### Task directions:
Format the items below as a JSON list of strings, one string for each line, with blank lines omitted. Leave the pictures out.

━━━━━ Given data ━━━━━

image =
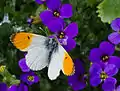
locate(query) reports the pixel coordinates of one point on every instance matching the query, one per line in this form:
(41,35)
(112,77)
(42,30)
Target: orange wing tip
(12,37)
(72,73)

━━━━━

### Output for this task:
[
  "image =",
  "locate(query) reports the pixel coordinates of one point on every instance matching the query, one per line in this form:",
  "(41,35)",
  "(112,77)",
  "(42,30)",
  "Target: orange wing tip",
  "(12,37)",
  "(72,73)"
]